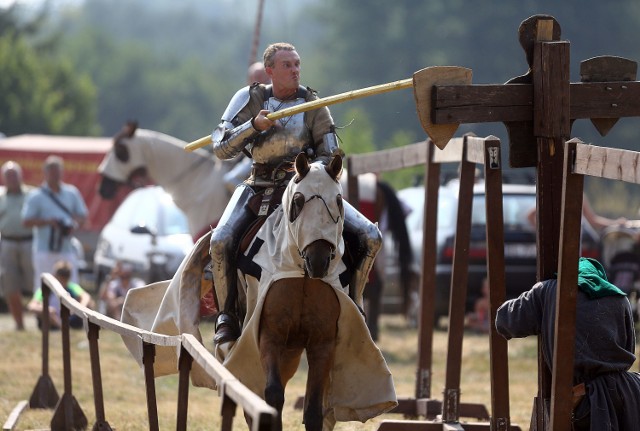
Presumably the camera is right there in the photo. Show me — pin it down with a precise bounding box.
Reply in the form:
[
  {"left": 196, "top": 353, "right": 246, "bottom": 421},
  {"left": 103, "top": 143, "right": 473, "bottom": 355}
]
[{"left": 58, "top": 220, "right": 73, "bottom": 236}]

· · ·

▸ **DIRECTIVE**: Pull out every line in the rows above that contains the string "bottom". Matching is case-sensitive.

▸ **RESPONSE TO THIS EXERCISE**:
  {"left": 196, "top": 353, "right": 246, "bottom": 421},
  {"left": 103, "top": 143, "right": 473, "bottom": 355}
[{"left": 58, "top": 220, "right": 73, "bottom": 236}]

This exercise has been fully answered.